[Referring expression pointing data]

=== Section Start ===

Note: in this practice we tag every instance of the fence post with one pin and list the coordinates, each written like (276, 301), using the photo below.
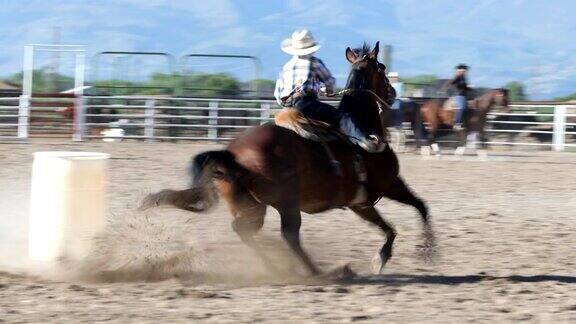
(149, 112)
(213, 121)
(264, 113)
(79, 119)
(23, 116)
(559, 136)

=== Section End ===

Leaving the pictures out, set down all of the data again exactly.

Note: in this practice we tag every instance of the fence post with one pin and list the coordinates, each written like (276, 301), using the photo below.
(149, 112)
(213, 121)
(264, 113)
(79, 119)
(23, 116)
(559, 136)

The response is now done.